Extracted data entries:

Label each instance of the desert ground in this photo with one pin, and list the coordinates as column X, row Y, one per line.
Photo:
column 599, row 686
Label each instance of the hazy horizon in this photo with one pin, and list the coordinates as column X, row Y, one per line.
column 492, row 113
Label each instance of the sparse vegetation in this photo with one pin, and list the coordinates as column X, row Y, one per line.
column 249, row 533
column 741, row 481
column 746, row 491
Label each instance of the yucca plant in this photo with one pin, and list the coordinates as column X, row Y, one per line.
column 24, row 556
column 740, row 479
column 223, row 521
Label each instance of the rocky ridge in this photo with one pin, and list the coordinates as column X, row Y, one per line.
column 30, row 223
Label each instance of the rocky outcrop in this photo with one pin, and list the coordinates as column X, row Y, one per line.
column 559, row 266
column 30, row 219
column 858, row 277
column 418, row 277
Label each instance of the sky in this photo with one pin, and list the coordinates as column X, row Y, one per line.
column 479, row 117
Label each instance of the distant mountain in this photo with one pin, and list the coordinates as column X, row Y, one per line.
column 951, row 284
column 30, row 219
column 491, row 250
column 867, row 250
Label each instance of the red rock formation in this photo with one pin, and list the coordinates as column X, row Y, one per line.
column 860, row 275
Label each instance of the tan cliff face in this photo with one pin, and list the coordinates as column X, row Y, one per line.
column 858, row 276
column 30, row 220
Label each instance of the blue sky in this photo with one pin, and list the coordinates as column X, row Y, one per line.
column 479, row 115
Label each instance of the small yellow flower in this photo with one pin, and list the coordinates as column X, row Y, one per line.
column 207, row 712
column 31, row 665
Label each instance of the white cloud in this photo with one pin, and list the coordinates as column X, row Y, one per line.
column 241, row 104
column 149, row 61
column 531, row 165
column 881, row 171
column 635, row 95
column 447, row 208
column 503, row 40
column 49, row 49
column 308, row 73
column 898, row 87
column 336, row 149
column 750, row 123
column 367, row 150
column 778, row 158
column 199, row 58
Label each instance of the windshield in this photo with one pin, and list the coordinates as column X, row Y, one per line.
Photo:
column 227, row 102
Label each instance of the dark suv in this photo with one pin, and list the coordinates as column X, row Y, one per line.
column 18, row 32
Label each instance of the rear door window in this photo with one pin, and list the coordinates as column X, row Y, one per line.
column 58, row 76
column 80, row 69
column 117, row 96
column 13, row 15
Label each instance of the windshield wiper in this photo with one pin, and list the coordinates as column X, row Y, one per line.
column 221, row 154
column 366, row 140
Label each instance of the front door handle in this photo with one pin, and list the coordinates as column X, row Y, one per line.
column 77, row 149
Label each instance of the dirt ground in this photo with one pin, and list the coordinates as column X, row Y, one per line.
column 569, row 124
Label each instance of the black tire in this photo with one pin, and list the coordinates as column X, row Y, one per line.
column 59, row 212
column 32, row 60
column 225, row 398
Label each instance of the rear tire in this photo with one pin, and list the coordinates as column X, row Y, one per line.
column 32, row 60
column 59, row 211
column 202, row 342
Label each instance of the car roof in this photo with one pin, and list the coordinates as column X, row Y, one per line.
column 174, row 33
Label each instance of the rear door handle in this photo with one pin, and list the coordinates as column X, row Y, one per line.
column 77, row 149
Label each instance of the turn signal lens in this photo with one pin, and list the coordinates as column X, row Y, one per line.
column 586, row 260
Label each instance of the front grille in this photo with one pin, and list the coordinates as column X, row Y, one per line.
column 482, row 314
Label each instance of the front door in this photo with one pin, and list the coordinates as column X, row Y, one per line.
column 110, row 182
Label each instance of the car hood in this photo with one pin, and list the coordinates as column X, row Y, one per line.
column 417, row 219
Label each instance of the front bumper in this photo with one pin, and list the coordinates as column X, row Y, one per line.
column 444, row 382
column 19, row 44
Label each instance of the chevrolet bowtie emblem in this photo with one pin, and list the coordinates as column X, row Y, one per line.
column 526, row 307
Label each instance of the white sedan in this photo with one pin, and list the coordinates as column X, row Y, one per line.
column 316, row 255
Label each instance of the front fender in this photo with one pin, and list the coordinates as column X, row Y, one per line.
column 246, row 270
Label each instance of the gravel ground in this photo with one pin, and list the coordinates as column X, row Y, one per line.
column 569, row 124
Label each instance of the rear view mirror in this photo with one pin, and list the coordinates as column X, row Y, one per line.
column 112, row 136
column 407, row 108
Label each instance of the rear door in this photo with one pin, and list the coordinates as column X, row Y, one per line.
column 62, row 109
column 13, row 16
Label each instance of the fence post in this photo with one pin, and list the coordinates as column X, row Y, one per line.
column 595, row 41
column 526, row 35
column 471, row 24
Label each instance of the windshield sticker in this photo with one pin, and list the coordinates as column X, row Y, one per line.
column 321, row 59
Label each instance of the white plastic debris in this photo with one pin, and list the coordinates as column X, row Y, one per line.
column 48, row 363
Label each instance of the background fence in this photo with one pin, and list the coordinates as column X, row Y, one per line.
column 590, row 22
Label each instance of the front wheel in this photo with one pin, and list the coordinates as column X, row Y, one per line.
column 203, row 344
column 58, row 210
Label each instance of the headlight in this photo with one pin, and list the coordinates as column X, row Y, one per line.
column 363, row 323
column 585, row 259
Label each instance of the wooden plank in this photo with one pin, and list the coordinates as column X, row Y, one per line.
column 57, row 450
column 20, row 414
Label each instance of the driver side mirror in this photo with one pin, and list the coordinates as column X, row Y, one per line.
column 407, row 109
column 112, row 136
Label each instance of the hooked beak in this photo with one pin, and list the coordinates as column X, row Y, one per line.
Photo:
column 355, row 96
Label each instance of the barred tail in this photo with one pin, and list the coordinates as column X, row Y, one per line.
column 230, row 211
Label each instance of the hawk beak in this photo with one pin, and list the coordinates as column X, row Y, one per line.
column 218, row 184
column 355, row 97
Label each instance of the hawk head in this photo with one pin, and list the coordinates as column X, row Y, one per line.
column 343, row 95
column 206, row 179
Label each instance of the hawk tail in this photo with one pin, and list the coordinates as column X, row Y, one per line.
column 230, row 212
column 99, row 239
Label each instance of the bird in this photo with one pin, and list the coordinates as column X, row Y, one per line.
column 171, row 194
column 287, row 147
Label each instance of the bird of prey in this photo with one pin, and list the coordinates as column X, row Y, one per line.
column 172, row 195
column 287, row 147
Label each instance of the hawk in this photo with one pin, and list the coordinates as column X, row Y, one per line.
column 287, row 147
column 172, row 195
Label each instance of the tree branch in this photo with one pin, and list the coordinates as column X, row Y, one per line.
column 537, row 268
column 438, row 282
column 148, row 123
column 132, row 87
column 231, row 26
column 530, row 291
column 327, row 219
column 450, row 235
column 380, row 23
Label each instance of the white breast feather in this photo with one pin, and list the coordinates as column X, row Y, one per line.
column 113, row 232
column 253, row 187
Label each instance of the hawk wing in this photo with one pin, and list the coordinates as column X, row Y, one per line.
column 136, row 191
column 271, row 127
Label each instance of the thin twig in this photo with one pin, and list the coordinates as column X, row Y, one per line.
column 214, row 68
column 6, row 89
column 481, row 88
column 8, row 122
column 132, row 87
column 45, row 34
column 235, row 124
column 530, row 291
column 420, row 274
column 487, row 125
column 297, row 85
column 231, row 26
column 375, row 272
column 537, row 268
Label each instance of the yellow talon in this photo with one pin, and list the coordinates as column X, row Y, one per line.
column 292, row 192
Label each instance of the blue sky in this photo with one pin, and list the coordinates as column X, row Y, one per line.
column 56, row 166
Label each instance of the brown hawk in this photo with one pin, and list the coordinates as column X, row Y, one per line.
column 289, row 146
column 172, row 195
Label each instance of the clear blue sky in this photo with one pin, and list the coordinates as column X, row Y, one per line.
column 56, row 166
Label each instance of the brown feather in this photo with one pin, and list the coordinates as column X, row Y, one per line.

◆ **TASK DESCRIPTION**
Nothing is to be left out; every record above must be repeated exactly.

◆ **RESPONSE TO THE EXERCISE**
Label each instance of the desert ground in this photo with one pin, and list the coordinates as column X, row Y, one per line.
Photo:
column 599, row 686
Label each instance of the hazy horizon in this photo with one pin, and list the coordinates as column X, row Y, one per line.
column 492, row 113
Label each instance of the sparse vegetation in this photo with one pin, and list the coordinates as column X, row Y, one per line.
column 249, row 533
column 741, row 481
column 746, row 491
Label each instance of the yucca plant in this photo with one pin, and list the coordinates as column X, row Y, one per line.
column 24, row 556
column 740, row 479
column 223, row 521
Label each instance of the rocky ridge in this photo with one pin, and list the coordinates as column X, row Y, one per line.
column 30, row 223
Label each instance of the rocky outcrop in this photo with one pin, and list the coordinates as column X, row Y, one per line.
column 559, row 266
column 30, row 219
column 858, row 277
column 418, row 277
Label each instance of the sky in this photo with one pin, and list the coordinates as column X, row Y, one per line.
column 479, row 117
Label each instance of the distant mountain in this photo with one pin, and list the coordinates as column X, row Y, one per line.
column 951, row 284
column 30, row 219
column 491, row 250
column 867, row 250
Label each instance of the red rock formation in this photo with one pin, and list the coordinates as column X, row Y, one per line.
column 860, row 275
Label each instance of the tan cliff face in this photo with one pin, and list the coordinates as column X, row Y, one per line.
column 858, row 276
column 30, row 220
Label each instance of the blue sky in this photo with one pin, and list the coordinates as column X, row Y, one per line.
column 479, row 115
Label each instance of the small yellow flower in this photo with one pin, and list the coordinates as column X, row Y, one per line.
column 207, row 712
column 31, row 665
Label each instance of the white cloud in this photo with one pin, and list the coordinates as column X, row Y, one per line.
column 241, row 104
column 149, row 61
column 531, row 165
column 881, row 171
column 635, row 95
column 447, row 208
column 503, row 40
column 49, row 49
column 308, row 73
column 898, row 87
column 336, row 149
column 750, row 123
column 367, row 150
column 778, row 158
column 199, row 58
Label each instance of the windshield in this photo with one pin, and list the coordinates as column X, row Y, one per line.
Photo:
column 227, row 102
Label each instance of the dark suv in this photo with one pin, and list the coordinates as column X, row Y, one per line.
column 18, row 32
Label each instance of the rear door window in this photo with one pin, and list the coordinates as column X, row Y, one per line.
column 58, row 76
column 80, row 69
column 117, row 96
column 13, row 15
Label each instance of the windshield wiper in this photo with one pin, and list the coordinates as column X, row Y, one per line.
column 221, row 154
column 366, row 140
Label each instance of the front door handle in this photo with one pin, and list the coordinates as column X, row Y, one per line.
column 77, row 149
Label each instance of the dirt ground in this photo with one pin, and list the coordinates as column X, row Y, one per line.
column 569, row 124
Label each instance of the black tire in this photo with one pin, and list the coordinates as column X, row Y, one per line.
column 59, row 212
column 32, row 60
column 225, row 398
Label each instance of the rear tire in this photo with one pin, and list the coordinates as column X, row Y, one per line.
column 32, row 60
column 59, row 211
column 202, row 342
Label each instance of the car roof in this photo with one pin, and list the coordinates as column X, row Y, one per line.
column 174, row 33
Label each instance of the rear door handle in this photo with one pin, and list the coordinates as column X, row Y, one per line.
column 77, row 149
Label each instance of the turn signal lens in this photo with one pin, and list the coordinates as column X, row Y, one per line.
column 586, row 260
Label each instance of the front grille in this photo with one pin, and list the coordinates as column X, row Y, one per line.
column 482, row 314
Label each instance of the front door in this photo with one pin, and list the coordinates as column X, row Y, one per line.
column 110, row 182
Label each instance of the car hood in this photo with one pin, and list the coordinates as column X, row Y, one per line.
column 417, row 219
Label each instance of the front bumper in this photo with one pin, and list the coordinates as column X, row Y, one per line.
column 444, row 382
column 19, row 44
Label each instance of the chevrolet bowtie emblem in this photo with one pin, and list the coordinates as column X, row Y, one per line.
column 526, row 307
Label each instance of the white sedan in this photo with one pin, and list the coordinates as column X, row Y, one per line.
column 316, row 255
Label each instance of the front fender in this photo with one pin, and list the coordinates as column X, row Y, one per line.
column 246, row 270
Label each instance of the gravel ground in this photo with one pin, and list the coordinates as column X, row Y, one per line.
column 569, row 124
Label each instance of the rear view mirror in this photo with one pin, and list the coordinates as column X, row Y, one per line.
column 112, row 136
column 407, row 108
Label each instance of the rear door in this photo with one pin, and list the coordinates as column X, row Y, one per line.
column 62, row 109
column 13, row 16
Label each instance of the fence post in this photo with one pin, and list the coordinates as column X, row Y, one per line.
column 595, row 41
column 526, row 35
column 471, row 24
Label each instance of the windshield sticker in this photo with one pin, and list the coordinates as column X, row Y, one per line.
column 321, row 59
Label each instance of the white plastic debris in this photo with one pin, and list the coordinates as column X, row Y, one per line.
column 48, row 363
Label each instance of the background fence in this photo with one pin, and list the coordinates as column X, row Y, one per line.
column 590, row 22
Label each instance of the front wheel in this photo with one pin, and list the coordinates as column X, row Y, one per line.
column 203, row 344
column 58, row 210
Label each instance of the headlight in this photo with one pin, and list the coordinates as column X, row Y, one per line.
column 363, row 323
column 585, row 259
Label each instance of the wooden plank in this photo with one pin, and list the coordinates as column X, row Y, one per line.
column 57, row 450
column 20, row 414
Label each instance of the driver side mirror in this photo with one pin, and list the coordinates as column X, row Y, one per line.
column 407, row 109
column 112, row 136
Label each instance of the hooked beak in this photo with one pin, and list the coordinates as column X, row Y, one per line.
Photo:
column 355, row 96
Label each instance of the barred tail in this photo with one pin, and list the coordinates as column X, row Y, one per line.
column 230, row 211
Label each instance of the hawk beak in this photo with one pin, and list the coordinates as column X, row Y, one per line.
column 218, row 184
column 355, row 97
Label each instance of the hawk head in this photo with one pin, and list the coordinates as column X, row Y, one per line.
column 343, row 95
column 206, row 179
Label each instance of the hawk tail in this photo with one pin, and list the coordinates as column X, row Y, one per line.
column 230, row 212
column 99, row 239
Label each instance of the bird in this photo with one pin, and list the coordinates as column X, row Y, one per line.
column 171, row 194
column 287, row 147
Label each instance of the bird of prey in this photo with one pin, and list the coordinates as column X, row Y, one per line.
column 172, row 195
column 287, row 147
Label each instance of the hawk in this photo with one pin, and list the coordinates as column X, row Y, one per line.
column 287, row 147
column 172, row 195
Label each instance of the tree branch in this photo with one pin, and list the coordinates as column X, row Y, one per line.
column 537, row 268
column 438, row 282
column 148, row 123
column 132, row 87
column 231, row 26
column 530, row 291
column 327, row 219
column 450, row 235
column 380, row 23
Label each instance of the white breast feather in this photo with one pin, and list the coordinates as column X, row Y, one per line.
column 113, row 232
column 253, row 187
Label each instance of the hawk wing in this photo with one pin, and list the coordinates as column X, row Y, one per line.
column 136, row 191
column 271, row 127
Label each instance of the thin twig in this photo with one pin, and list the coordinates as column X, row Y, one per line.
column 214, row 68
column 6, row 89
column 481, row 88
column 8, row 122
column 132, row 87
column 45, row 34
column 235, row 124
column 530, row 291
column 420, row 274
column 487, row 125
column 297, row 85
column 231, row 26
column 375, row 272
column 537, row 268
Label each instance of the yellow talon in this photo with one pin, and list the coordinates as column X, row Y, one per line.
column 292, row 192
Label each instance of the blue sky in this photo with one pin, and list the coordinates as column X, row Y, one per line.
column 56, row 166
Label each instance of the brown hawk in this photo with one pin, and list the coordinates as column X, row Y, one per line.
column 289, row 146
column 172, row 195
Label each instance of the clear blue sky in this photo with one pin, and list the coordinates as column X, row Y, one per line.
column 56, row 166
Label each instance of the brown feather in this photo with one pin, and list the coordinates as column X, row Y, one per line.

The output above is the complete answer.